La Fédération des médecins spécialistes du Québec (FMSQ) souhaite mettre un terme au «bar ouvert» qu'est devenu, à son avis, le programme québécois de procréation assistée. Elle suggère que seuls les couples qui souffrent d'un problème d'infertilité médicalement avéré soient couverts par le régime public d'assurance maladie. Elle exige aussi l'instauration d'un registre central pour documenter les résultats des grossesses, car pour l'instant, le ministère de la Santé ne disposerait d'aucun chiffre exact.

Ces demandes ont été formulées dans un mémoire qui vient d'être déposé dans le cadre d'une commission publique récemment exigée par le ministre de la Santé, Réjean Hébert, afin de réévaluer le programme de procréation assistée. Lancé à l'été 2010, il suscite la critique en raison de son coût élevé. En deux ans, près de 120 millions ont été dépensés pour la réalisation d'environ 15 000 cycles de fécondation in vitro. On ne connaît pas le nombre de naissances qui en a résulté.

«Dès le lancement du programme, on a demandé qu'il y ait un registre central pour le suivi de toutes ces grossesses-là, ce qui n'a jamais été fait. Aujourd'hui, on n'a aucun chiffre sur les techniques utilisées, les taux de grossesse, le taux de grossesses multiples, les naissances prématurées et les taux de mortalité néonatale. Pour nous, c'est très déplorable», a déclaré la Dre Pascale Hamel, présidente de l'Association des pédiatres du Québec, membre de la FMSQ.

Resserrer les règles

Le président des médecins spécialistes, le Dr Gaétan Barrette, considère que les traitements de procréation assistée devraient uniquement être couverts par le gouvernement s'ils servent à corriger des anomalies biologiques, ce qui exclurait du programme les femmes célibataires et les couples homosexuels qui n'ont pas de problème physique.

«Est-ce que le système public doit fournir une fécondation in vitro à un couple nouvellement constitué issu d'une femme ligaturée et d'un homme vasectomisé qui ont tous deux déjà eu un enfant et qui ont connu le plaisir d'être parents? Est-ce que, un cas plus extrême, mais qui existe, le public doit payer pour la maîtresse d'un homme marié?», s'est-il questionné hier en conférence de presse. «Il y a plein, plein, plein de cas plus spectaculaires les uns que les autres. Je ne dis pas que c'est juste ça, mais simplement que lorsqu'on n'a pas de balises, on se retrouve dans une situation où l'on paie pour tout.»

CONSIGNE: Résumez l'extrait du document en deux phrases, s'il vous plaît.

DONNÉES FOURNIES:

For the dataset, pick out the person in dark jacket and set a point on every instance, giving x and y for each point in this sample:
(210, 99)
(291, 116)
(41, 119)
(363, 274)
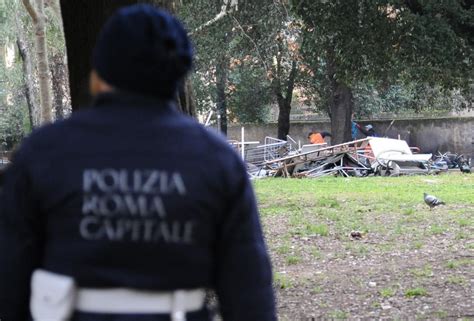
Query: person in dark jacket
(112, 214)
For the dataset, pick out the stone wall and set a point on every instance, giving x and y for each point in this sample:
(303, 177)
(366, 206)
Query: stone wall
(454, 134)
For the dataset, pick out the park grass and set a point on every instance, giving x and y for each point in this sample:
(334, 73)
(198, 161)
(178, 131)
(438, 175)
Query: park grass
(340, 205)
(411, 251)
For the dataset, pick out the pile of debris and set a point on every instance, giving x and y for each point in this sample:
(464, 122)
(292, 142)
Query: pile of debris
(363, 157)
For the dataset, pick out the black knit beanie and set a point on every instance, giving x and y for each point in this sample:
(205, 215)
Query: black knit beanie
(144, 50)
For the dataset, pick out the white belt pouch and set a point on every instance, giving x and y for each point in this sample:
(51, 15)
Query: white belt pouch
(52, 296)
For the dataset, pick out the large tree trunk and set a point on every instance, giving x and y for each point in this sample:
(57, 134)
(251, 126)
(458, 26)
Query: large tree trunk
(82, 21)
(340, 104)
(284, 103)
(221, 99)
(28, 86)
(37, 15)
(59, 77)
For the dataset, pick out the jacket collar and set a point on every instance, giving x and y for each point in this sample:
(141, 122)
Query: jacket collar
(132, 101)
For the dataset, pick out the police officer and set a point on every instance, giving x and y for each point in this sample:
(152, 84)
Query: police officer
(113, 215)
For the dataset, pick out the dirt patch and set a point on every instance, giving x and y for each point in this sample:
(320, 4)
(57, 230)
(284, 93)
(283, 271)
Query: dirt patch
(427, 275)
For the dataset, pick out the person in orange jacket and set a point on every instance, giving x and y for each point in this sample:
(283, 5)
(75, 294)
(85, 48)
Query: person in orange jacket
(318, 138)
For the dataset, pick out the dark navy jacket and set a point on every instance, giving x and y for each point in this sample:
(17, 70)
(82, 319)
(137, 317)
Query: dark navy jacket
(131, 193)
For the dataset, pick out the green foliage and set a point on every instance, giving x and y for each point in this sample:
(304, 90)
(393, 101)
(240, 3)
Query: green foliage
(249, 96)
(394, 57)
(244, 44)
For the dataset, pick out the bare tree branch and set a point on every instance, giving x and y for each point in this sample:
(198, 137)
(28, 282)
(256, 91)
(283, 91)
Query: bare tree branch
(224, 12)
(265, 66)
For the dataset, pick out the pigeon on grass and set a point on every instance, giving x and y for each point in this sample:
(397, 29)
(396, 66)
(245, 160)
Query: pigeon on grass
(432, 201)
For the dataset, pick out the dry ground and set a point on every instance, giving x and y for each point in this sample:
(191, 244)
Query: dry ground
(411, 263)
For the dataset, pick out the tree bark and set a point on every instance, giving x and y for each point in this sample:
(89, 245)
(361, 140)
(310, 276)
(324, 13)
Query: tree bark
(59, 78)
(28, 86)
(284, 103)
(37, 15)
(82, 21)
(341, 104)
(221, 99)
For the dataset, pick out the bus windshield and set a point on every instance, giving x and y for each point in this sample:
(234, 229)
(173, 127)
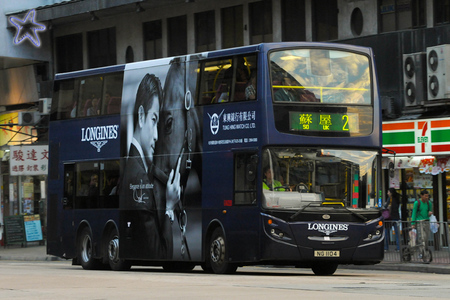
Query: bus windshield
(297, 177)
(320, 75)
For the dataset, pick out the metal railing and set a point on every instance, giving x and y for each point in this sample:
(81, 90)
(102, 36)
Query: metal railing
(417, 246)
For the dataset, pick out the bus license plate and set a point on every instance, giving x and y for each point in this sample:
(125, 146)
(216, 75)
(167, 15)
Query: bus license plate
(326, 253)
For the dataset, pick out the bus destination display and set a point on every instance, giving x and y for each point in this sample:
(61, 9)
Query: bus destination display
(312, 121)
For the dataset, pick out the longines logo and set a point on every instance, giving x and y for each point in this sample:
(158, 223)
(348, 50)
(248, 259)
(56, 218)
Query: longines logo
(327, 228)
(98, 136)
(215, 122)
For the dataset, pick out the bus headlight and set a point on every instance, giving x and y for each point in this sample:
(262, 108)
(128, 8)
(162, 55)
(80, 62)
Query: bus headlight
(375, 235)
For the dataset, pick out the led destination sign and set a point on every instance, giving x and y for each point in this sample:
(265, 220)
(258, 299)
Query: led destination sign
(312, 121)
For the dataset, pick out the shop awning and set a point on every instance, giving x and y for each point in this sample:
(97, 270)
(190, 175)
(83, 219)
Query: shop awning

RÉPONSE: Dans un mémoire déposé dans le cadre d'une commission publique, la FMSQ demande que seuls les couples souffrant d'un problème d'infertilité médicalement avéré soient couverts par le régime public et qu'un registre central documente les résultats des grossesses. Le programme québécois de procréation assistée, lancé à l'été 2010, est critiqué pour son coût élevé : près de 120 millions ont été dépensés en deux ans pour environ 15 000 cycles de fécondation in vitro, sans que l'on connaisse le nombre de naissances qui en a résulté.